#### Problem to work on
Print all of the lines exactly. Any picture among them stays out.

#### Supplied material
/---
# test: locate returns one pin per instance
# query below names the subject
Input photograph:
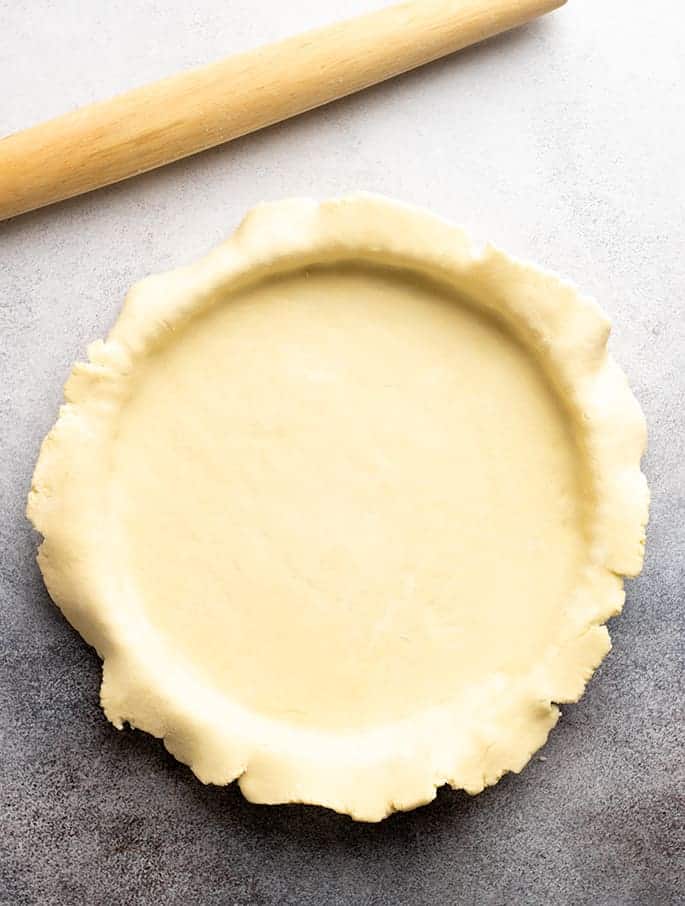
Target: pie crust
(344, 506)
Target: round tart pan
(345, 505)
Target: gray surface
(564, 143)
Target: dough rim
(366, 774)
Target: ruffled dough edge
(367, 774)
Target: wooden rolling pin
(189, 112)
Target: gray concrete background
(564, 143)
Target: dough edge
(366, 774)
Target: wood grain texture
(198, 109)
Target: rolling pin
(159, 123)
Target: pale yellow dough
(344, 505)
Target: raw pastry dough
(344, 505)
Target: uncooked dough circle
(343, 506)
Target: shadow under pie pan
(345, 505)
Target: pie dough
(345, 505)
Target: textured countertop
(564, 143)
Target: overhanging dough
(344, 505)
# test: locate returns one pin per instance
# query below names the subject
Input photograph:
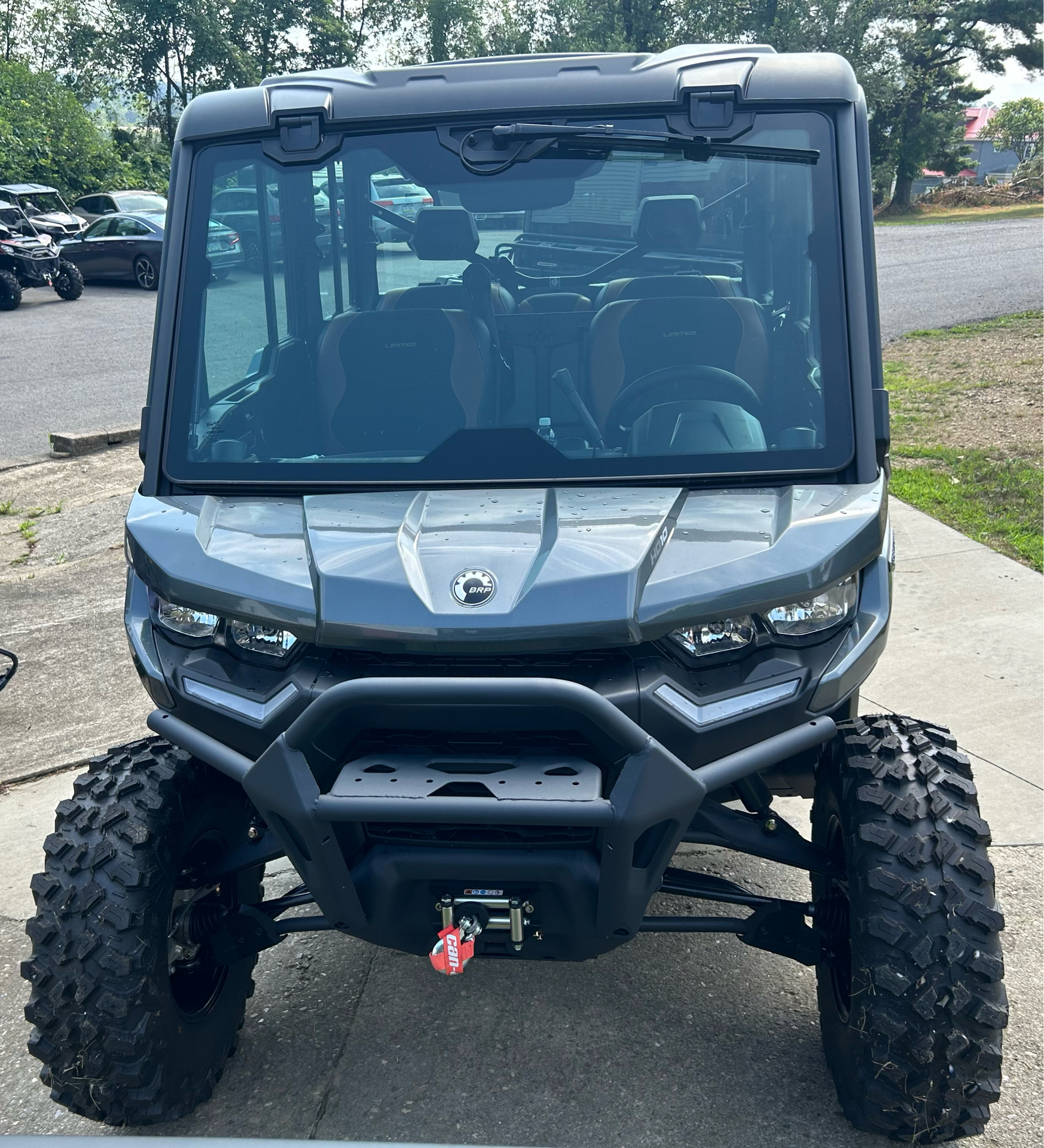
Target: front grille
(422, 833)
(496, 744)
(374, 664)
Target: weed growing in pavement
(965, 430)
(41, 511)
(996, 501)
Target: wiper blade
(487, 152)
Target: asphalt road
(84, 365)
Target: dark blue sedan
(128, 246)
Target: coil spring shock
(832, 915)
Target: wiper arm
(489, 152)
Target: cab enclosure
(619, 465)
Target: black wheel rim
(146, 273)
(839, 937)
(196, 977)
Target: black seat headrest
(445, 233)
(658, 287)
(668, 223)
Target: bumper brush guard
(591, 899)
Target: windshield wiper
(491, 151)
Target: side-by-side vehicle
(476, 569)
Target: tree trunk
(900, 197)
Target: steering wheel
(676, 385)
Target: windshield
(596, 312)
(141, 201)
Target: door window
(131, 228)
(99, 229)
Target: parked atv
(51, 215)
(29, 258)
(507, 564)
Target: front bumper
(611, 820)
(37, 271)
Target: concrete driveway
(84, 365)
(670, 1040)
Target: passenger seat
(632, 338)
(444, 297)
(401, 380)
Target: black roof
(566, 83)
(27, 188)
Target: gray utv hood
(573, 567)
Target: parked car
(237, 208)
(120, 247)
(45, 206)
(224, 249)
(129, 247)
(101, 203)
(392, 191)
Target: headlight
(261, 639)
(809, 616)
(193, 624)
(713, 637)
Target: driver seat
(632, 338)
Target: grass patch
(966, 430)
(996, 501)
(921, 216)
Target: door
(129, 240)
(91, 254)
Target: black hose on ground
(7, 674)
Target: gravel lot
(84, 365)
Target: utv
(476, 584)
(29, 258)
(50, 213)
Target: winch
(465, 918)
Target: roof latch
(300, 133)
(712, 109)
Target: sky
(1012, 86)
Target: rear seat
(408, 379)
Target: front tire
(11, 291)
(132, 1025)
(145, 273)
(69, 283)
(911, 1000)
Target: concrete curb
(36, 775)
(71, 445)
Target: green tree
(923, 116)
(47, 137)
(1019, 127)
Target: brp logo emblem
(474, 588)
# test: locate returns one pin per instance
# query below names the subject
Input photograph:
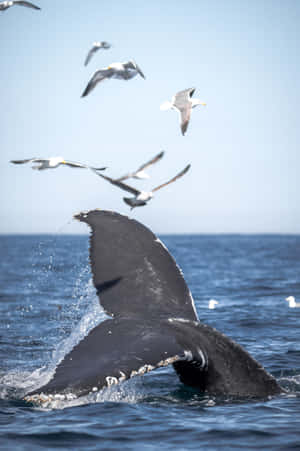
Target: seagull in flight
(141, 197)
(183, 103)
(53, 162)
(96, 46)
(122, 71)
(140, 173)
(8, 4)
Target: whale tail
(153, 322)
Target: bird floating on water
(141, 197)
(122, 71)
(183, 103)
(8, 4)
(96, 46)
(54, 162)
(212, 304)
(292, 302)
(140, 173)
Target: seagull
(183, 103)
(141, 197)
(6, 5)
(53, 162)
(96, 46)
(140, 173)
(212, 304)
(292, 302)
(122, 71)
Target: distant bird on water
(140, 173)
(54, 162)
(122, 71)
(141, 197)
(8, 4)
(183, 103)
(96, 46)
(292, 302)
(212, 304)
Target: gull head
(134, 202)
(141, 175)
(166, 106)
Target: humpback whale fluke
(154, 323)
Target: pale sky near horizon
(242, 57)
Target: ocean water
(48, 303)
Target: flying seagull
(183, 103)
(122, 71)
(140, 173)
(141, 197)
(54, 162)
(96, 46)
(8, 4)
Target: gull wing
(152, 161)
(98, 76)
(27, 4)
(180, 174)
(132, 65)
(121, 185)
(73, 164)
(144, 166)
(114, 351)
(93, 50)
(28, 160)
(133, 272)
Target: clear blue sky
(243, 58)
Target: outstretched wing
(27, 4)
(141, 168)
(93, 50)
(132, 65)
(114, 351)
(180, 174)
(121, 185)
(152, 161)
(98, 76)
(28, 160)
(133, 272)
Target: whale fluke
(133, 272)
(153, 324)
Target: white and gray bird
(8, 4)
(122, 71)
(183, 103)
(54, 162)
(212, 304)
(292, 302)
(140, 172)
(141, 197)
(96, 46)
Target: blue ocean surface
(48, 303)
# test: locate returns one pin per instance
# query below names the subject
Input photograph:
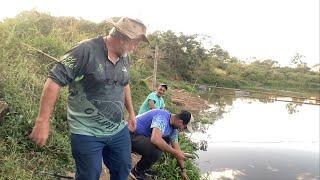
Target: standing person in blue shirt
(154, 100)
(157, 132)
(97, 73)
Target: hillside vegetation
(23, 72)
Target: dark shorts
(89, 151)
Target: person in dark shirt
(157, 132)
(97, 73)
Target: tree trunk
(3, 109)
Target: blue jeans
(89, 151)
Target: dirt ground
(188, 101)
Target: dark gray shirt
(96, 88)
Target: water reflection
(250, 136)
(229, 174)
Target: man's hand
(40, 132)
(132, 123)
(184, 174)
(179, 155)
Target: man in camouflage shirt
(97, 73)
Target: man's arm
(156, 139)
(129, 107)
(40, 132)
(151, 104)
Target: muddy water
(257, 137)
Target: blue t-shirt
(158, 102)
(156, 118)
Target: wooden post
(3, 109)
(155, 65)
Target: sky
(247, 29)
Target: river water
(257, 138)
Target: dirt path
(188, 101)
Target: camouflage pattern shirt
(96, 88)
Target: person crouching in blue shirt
\---
#### Expected output
# test: locate returns one pin per instance
# query below names the subject
Input photograph:
Target: pie crust
(344, 506)
Target: round tart pan
(345, 505)
Target: gray surface
(564, 143)
Target: dough rim
(366, 774)
Target: ruffled dough edge
(367, 774)
Target: wooden rolling pin
(189, 112)
Target: gray concrete background
(564, 143)
Target: dough edge
(366, 774)
Target: wood grain texture
(198, 109)
Target: rolling pin
(159, 123)
Target: pale yellow dough
(344, 505)
Target: raw pastry dough
(344, 505)
Target: uncooked dough circle
(343, 506)
Target: shadow under pie pan
(345, 505)
Target: pie dough
(345, 505)
Target: textured countertop
(564, 143)
Target: overhanging dough
(344, 505)
# test: locate returns one pin per instance
# query below names the subject
Input photograph:
Target: front grille
(422, 833)
(496, 744)
(374, 664)
Target: weed growing in pavement
(965, 430)
(41, 511)
(996, 501)
Target: wiper blade
(487, 152)
Target: asphalt road
(84, 365)
Target: dark blue sedan
(128, 246)
Target: coil spring shock
(832, 915)
Target: wiper arm
(489, 152)
Target: cab enclosure
(619, 465)
Target: black wheel rim
(146, 273)
(839, 937)
(196, 977)
Target: black seat headrest
(445, 233)
(658, 287)
(668, 223)
Target: bumper brush guard
(591, 899)
Target: windshield wiper
(491, 151)
Target: side-by-side vehicle
(476, 569)
Target: tree trunk
(900, 197)
Target: steering wheel
(676, 385)
Target: windshield
(596, 312)
(141, 201)
Target: door window
(131, 228)
(99, 229)
Target: parked atv
(51, 215)
(29, 258)
(507, 564)
Target: front bumper
(611, 820)
(37, 271)
Target: concrete driveway
(84, 365)
(670, 1040)
Target: passenger seat
(632, 338)
(444, 297)
(401, 380)
Target: black roof
(566, 83)
(27, 188)
Target: gray utv hood
(573, 567)
Target: parked car
(237, 208)
(120, 247)
(45, 206)
(224, 249)
(129, 247)
(101, 203)
(392, 191)
Target: headlight
(261, 639)
(809, 616)
(193, 624)
(713, 637)
Target: driver seat
(632, 338)
Target: grass patch
(966, 430)
(996, 501)
(921, 216)
Target: door
(129, 240)
(91, 254)
Target: black hose on ground
(7, 674)
Target: gravel lot
(84, 365)
Target: utv
(476, 584)
(29, 258)
(50, 213)
Target: winch
(465, 918)
Target: roof latch
(300, 133)
(712, 109)
Target: sky
(1012, 86)
Target: rear seat
(408, 379)
Target: front tire
(11, 291)
(132, 1025)
(145, 273)
(69, 283)
(911, 1000)
Target: concrete curb
(36, 775)
(71, 445)
Target: green tree
(923, 116)
(47, 137)
(1019, 127)
Target: brp logo emblem
(474, 588)
# test: locate returns one pin per instance
# query below names the subject
Input photograph:
Target: seagull in flight
(141, 197)
(183, 103)
(53, 162)
(96, 46)
(122, 71)
(140, 173)
(8, 4)
Target: whale tail
(153, 322)
Target: bird floating on water
(141, 197)
(122, 71)
(183, 103)
(8, 4)
(96, 46)
(54, 162)
(212, 304)
(292, 302)
(140, 173)
Target: seagull
(183, 103)
(141, 197)
(6, 5)
(53, 162)
(96, 46)
(140, 173)
(212, 304)
(292, 302)
(122, 71)
Target: distant bird on water
(140, 173)
(54, 162)
(122, 71)
(141, 197)
(8, 4)
(183, 103)
(96, 46)
(292, 302)
(212, 304)
Target: gull head
(134, 202)
(141, 175)
(166, 106)
Target: humpback whale fluke
(154, 323)
Target: pale sky near horizon
(242, 57)
Target: ocean water
(48, 303)
Target: flying seagull
(183, 103)
(122, 71)
(140, 173)
(141, 197)
(54, 162)
(96, 46)
(8, 4)
Target: gull wing
(152, 161)
(98, 76)
(27, 4)
(180, 174)
(132, 65)
(121, 185)
(73, 164)
(144, 166)
(114, 351)
(93, 50)
(28, 160)
(133, 272)
Target: clear blue sky
(243, 58)
Target: outstretched wing
(27, 4)
(141, 168)
(93, 50)
(132, 65)
(114, 351)
(180, 174)
(121, 185)
(152, 161)
(98, 76)
(28, 160)
(133, 272)
Target: whale fluke
(133, 272)
(153, 324)
Target: white and gray bird
(8, 4)
(122, 71)
(183, 103)
(54, 162)
(212, 304)
(292, 302)
(140, 172)
(141, 197)
(96, 46)
Target: blue ocean surface
(48, 303)
# test: locate returns one pin per instance
# query below names the subject
Input photograph:
Target: standing person in blue shirt
(154, 100)
(157, 132)
(97, 73)
Target: hillside vegetation
(23, 72)
Target: dark shorts
(89, 151)
Target: person in dark shirt
(157, 132)
(97, 73)
Target: tree trunk
(3, 109)
Target: blue jeans
(89, 151)
Target: dirt ground
(188, 101)
Target: dark gray shirt
(96, 88)
Target: water reflection
(250, 136)
(229, 174)
Target: man's hand
(40, 132)
(132, 123)
(184, 174)
(179, 155)
Target: man in camouflage shirt
(97, 73)
Target: man's arm
(156, 139)
(129, 107)
(40, 132)
(151, 104)
Target: muddy water
(257, 137)
Target: blue t-shirt
(158, 102)
(156, 118)
Target: wooden post
(3, 109)
(155, 65)
Target: sky
(247, 29)
Target: river water
(257, 138)
Target: dirt path
(188, 101)
Target: camouflage pattern shirt
(96, 88)
Target: person crouching in blue shirt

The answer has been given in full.